◆ **Written task**
Extract the records word for word, starting at their first line and ending at the line containing "point(590, 361)", both included. Leave the pictures out.
□ □ □
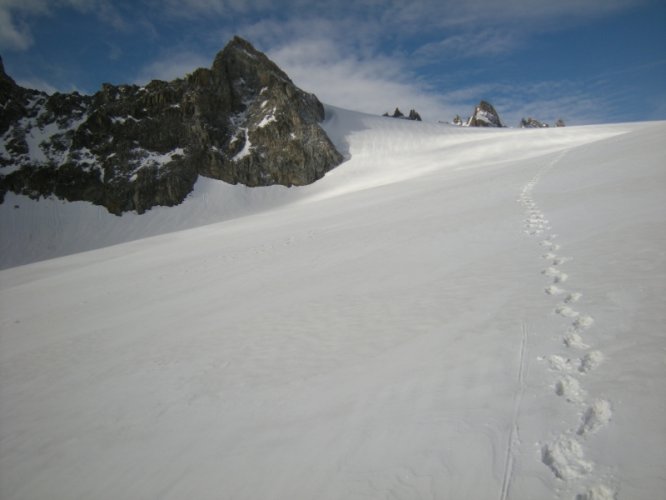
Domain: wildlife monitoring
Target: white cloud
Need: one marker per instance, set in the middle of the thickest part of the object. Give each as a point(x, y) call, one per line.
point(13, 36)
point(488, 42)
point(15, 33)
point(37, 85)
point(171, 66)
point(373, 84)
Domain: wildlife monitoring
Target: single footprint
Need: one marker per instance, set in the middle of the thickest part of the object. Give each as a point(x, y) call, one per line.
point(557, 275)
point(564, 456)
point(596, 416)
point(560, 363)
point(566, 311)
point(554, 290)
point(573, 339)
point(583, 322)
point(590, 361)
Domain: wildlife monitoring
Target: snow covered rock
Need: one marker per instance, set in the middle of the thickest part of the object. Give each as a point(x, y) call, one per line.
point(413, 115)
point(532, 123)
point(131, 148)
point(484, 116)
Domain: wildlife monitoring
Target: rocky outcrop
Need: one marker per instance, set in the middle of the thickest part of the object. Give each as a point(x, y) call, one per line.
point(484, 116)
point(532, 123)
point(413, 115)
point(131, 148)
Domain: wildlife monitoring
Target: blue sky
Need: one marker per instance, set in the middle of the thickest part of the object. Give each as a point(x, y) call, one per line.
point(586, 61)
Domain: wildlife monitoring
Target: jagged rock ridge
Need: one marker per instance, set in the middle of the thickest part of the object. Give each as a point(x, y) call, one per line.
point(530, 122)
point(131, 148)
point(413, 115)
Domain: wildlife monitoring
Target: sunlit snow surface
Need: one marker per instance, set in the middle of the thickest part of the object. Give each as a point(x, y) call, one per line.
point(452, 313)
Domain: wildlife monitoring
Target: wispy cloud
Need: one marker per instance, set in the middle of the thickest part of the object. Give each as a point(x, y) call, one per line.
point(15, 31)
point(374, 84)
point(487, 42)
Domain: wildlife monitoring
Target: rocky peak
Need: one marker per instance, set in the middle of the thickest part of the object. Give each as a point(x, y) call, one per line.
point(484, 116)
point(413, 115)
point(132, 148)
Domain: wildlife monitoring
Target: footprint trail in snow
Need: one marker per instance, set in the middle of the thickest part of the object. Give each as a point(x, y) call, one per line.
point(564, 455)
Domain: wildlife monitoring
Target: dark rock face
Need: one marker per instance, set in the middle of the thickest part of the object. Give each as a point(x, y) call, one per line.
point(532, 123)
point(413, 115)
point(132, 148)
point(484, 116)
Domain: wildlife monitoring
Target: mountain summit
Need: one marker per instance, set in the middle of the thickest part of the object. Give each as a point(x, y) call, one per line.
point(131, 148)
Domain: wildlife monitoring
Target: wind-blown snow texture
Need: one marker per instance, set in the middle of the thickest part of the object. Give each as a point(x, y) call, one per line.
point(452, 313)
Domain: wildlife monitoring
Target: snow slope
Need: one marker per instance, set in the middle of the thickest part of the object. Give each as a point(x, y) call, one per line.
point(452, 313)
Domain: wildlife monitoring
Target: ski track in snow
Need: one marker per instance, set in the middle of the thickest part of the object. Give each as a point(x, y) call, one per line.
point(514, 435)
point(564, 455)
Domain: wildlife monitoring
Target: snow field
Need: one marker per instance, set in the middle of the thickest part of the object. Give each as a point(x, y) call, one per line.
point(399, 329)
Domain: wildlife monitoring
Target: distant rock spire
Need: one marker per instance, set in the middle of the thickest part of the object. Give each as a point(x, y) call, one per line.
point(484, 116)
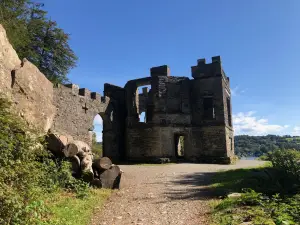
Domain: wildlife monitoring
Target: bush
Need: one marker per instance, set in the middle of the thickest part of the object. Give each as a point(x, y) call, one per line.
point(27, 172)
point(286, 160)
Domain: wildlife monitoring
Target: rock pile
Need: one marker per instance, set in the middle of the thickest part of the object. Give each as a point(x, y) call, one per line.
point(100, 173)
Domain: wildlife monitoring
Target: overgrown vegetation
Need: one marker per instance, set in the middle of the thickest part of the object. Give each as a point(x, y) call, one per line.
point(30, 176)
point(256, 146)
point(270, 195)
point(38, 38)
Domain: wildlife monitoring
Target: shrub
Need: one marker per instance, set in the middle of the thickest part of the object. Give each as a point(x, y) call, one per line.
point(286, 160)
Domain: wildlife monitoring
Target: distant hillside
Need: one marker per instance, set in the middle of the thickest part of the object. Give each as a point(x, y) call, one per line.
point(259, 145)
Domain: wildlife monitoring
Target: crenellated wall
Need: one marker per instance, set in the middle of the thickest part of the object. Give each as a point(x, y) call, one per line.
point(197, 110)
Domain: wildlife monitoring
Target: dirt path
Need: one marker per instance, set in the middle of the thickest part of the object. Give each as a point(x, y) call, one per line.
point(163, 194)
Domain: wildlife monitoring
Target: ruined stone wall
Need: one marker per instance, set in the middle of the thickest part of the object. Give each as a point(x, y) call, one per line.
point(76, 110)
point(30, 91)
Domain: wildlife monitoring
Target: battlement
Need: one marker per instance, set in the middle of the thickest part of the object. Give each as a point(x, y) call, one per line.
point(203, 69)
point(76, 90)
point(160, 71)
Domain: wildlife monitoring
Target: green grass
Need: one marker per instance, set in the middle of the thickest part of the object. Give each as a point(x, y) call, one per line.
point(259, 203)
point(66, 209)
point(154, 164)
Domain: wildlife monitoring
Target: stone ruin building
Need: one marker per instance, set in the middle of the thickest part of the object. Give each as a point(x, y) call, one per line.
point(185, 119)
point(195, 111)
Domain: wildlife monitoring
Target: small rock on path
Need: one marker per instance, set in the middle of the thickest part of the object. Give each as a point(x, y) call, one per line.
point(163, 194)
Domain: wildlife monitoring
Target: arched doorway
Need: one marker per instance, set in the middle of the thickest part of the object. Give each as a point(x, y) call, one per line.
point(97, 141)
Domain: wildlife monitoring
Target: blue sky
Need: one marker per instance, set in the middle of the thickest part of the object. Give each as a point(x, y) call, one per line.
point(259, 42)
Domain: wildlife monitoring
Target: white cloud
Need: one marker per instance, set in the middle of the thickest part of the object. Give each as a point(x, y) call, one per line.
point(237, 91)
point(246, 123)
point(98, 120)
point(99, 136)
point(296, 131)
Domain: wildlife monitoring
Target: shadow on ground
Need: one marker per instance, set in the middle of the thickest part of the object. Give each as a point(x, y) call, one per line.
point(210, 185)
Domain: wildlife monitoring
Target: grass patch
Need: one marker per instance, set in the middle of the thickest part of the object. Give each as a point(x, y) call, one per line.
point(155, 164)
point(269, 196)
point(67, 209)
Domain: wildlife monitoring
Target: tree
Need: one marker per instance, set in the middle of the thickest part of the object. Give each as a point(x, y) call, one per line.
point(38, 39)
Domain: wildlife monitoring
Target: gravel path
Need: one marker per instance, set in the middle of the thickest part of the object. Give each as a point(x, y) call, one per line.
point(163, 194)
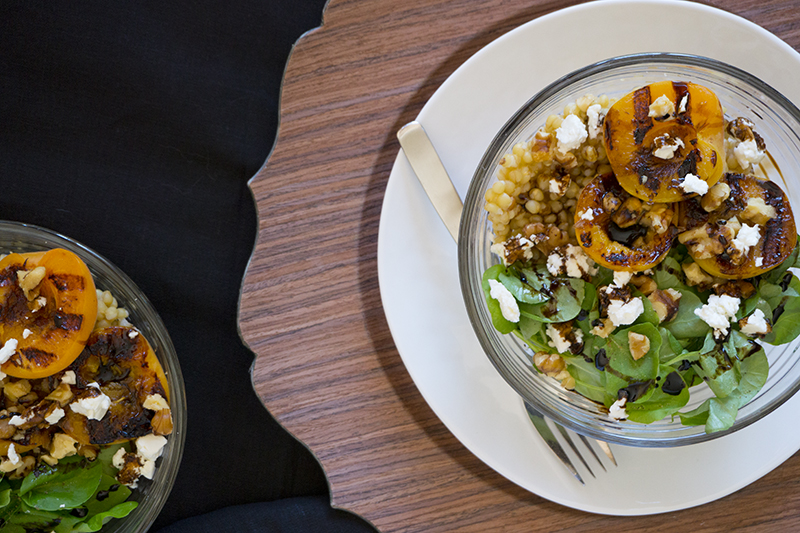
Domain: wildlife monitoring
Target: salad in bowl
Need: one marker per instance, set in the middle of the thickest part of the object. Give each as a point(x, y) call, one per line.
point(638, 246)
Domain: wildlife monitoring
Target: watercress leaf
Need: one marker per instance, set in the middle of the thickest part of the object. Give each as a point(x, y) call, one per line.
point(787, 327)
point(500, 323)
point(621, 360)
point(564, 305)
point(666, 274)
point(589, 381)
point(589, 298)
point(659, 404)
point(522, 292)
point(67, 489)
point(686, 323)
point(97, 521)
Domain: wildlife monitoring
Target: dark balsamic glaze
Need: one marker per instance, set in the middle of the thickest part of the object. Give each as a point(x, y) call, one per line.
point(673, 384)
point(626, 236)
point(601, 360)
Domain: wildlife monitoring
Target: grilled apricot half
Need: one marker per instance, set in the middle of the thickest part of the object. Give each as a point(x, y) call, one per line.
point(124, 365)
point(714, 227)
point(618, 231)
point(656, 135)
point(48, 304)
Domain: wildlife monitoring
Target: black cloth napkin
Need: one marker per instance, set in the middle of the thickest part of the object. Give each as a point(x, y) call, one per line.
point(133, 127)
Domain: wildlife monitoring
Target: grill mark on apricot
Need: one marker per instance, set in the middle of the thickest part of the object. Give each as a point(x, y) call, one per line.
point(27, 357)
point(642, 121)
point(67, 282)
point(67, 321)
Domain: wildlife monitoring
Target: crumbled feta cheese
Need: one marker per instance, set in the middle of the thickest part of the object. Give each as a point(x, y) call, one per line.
□ □ □
◆ **Expected answer**
Domain: wildlife monitoring
Target: white cloud
Need: one marker per instance, set in the middle of the thickest part of the object. Give each as a point(x, y) call, one per line.
point(13, 36)
point(488, 42)
point(15, 33)
point(37, 85)
point(171, 66)
point(373, 84)
Domain: wildlife monitoring
Target: single footprint
Need: one marker per instance, set in the middle of the thickest part of the object. Give each as a point(x, y) call, one per line.
point(557, 275)
point(564, 456)
point(596, 416)
point(560, 363)
point(566, 311)
point(554, 290)
point(573, 339)
point(583, 322)
point(590, 361)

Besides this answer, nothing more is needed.